## OBJETIVOS
1. Indique se cada afirmação está de acordo com o excerto do documento. Responda sim ou não e cite, sem alterações, as palavras do excerto que o decidem.
(a) A parcela em causa destina-se à construção de uma via de ligação à EN 101.
(b) A Resolução do Conselho de Ministros Nº 101/94 foi publicada no Diário da República a 15 de Setembro de 1994.
(c) O Secretário de Estado afirma que o carácter urgente da expropriação resulta do artº 161º do Estatuto das Estradas Nacionais.
2. Responda a estas perguntas com base no excerto do documento:
(a) Que decreto-lei tem anexa a Base XXII?
(b) Segundo o recorrente, em que disposições da CR está previsto o princípio da proibição do excesso?
(c) Em que zona do PDM de Guimarães foi incluído o prédio?

2ª- Viola o prescrito nos nºs 1 e 2 do artº 62º, no nº 1 do artº 266º e no nº 3 do artº 268º, todos da CR, porque, elevado aquele prédio à dignidade de “Imóvel a Proteger”, através da sua inclusão na “ Zona de Protecção de Imóvel ou Conjunto Classificado, em vias de Classificação ou a Proteger” daquele PDM de Guimarães, ratificado pela Resolução do Conselho de Ministros Nº 101/94 de 15 de Setembro de 1994, publicada no nº 237 de 13 de Outubro de 1994 na I Série-B do Diário da República, a fundamentação daquele acto de declaração de utilidade, que se mostra publicada e referida em 9. da matéria assente, é manifestamente insuficiente, quer fáctica quer juridicamente, para justificar a eliminação física desse “Imóvel a proteger”.
3ª- Viola o principio da proibição do excesso, previsto no nº 3 do artº 3º, no nº2 do artº 266º e na alínea f) do artº 199º, todos da CR., enquanto princípio estruturante de Estado de direito democrático, que a República Portuguesa é (artº 2º da CR), porque, destinando-se aquela parcela Nº 514, 514 S à construção de via de ligação à EN 101, o seu traçado pode ser realizado sem destruição daquele “imóvel a proteger”, nomeadamente, por outra ou outras parcelas de terreno do mesmo prédio do recorrente, denominado “ ... “,que para tanto tem área suficiente e isso sem encargos superiores àqueles, que resultam da expropriação da dita parcela de terreno”.
Os recorridos contra-alegaram, tendo o recorrido Secretário de Estado concluído do seguinte modo:
“1. A fundamentação nos actos administrativos assume-se como conceito de natureza relativa, dependendo do tipo e da natureza do acto a que se refere.
O acto recorrido descreve sucintamente os elementos de facto em que se apoia e remete para normas jurídicas que expressamente consagram a urgência de actos do tipo em que se integra. O carácter urgente da expropriação, resulta, no caso, ope legis, do artº 161º do Estatuto das Estradas Nacionais e da Base XXII anexa ao Dec-Lei nº 248-A/99, de 6 de Julho. Encontra-se assim fundamentado nos termos legais.
2. Não procede o alegado vício de violação de lei, consubstanciado no desrespeito pelo disposto nos diversos preceitos legais invocados pelo recorrente, nomeadamente de natureza constitucional. A sua prolação respeitou o disposto nos preceitos reguladores da competência e dos procedimentos adoptados, constantes quer na Constituição quer nas leis gerais aplicáveis.

(Entradas guardadas)

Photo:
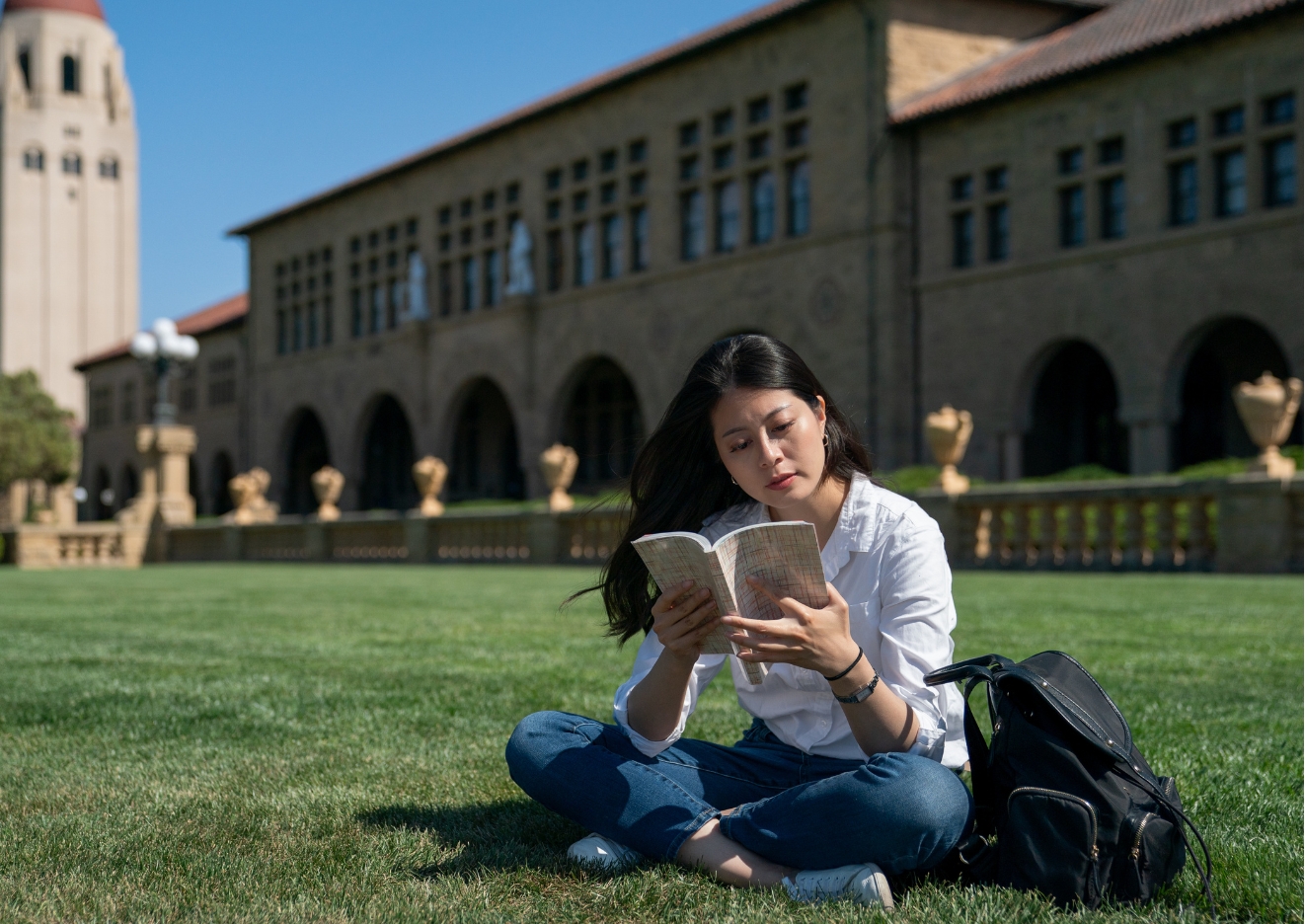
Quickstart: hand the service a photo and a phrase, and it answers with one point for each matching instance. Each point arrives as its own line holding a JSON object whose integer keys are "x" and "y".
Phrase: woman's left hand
{"x": 818, "y": 640}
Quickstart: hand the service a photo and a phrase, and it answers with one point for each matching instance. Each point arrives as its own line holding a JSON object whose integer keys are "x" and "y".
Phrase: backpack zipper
{"x": 1137, "y": 839}
{"x": 1091, "y": 809}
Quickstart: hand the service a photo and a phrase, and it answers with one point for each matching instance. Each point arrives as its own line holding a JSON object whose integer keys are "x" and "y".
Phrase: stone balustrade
{"x": 106, "y": 544}
{"x": 1240, "y": 523}
{"x": 579, "y": 537}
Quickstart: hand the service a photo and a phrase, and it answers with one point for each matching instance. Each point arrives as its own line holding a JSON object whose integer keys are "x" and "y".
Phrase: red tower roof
{"x": 84, "y": 7}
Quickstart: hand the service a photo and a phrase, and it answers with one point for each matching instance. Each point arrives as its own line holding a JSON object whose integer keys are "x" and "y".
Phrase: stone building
{"x": 68, "y": 192}
{"x": 209, "y": 394}
{"x": 887, "y": 186}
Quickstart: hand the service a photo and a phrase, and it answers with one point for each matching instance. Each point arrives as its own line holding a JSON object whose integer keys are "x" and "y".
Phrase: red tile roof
{"x": 1121, "y": 31}
{"x": 202, "y": 321}
{"x": 694, "y": 43}
{"x": 84, "y": 7}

## PROBLEMAS RESOLVIDOS
1.
(a) Sim: "destinando-se aquela parcela Nº 514, 514 S à construção de via de ligação à EN 101"
(b) Não: "publicada no nº 237 de 13 de Outubro de 1994 na I Série-B do Diário da República"
(c) Sim: "O carácter urgente da expropriação, resulta, no caso, ope legis, do artº 161º do Estatuto das Estradas Nacionais"

2.
(a) O Dec-Lei nº 248-A/99, de 6 de Julho.
(b) No nº 3 do artº 3º, no nº 2 do artº 266º e na alínea f) do artº 199º.
(c) Na "Zona de Protecção de Imóvel ou Conjunto Classificado, em vias de Classificação ou a Proteger".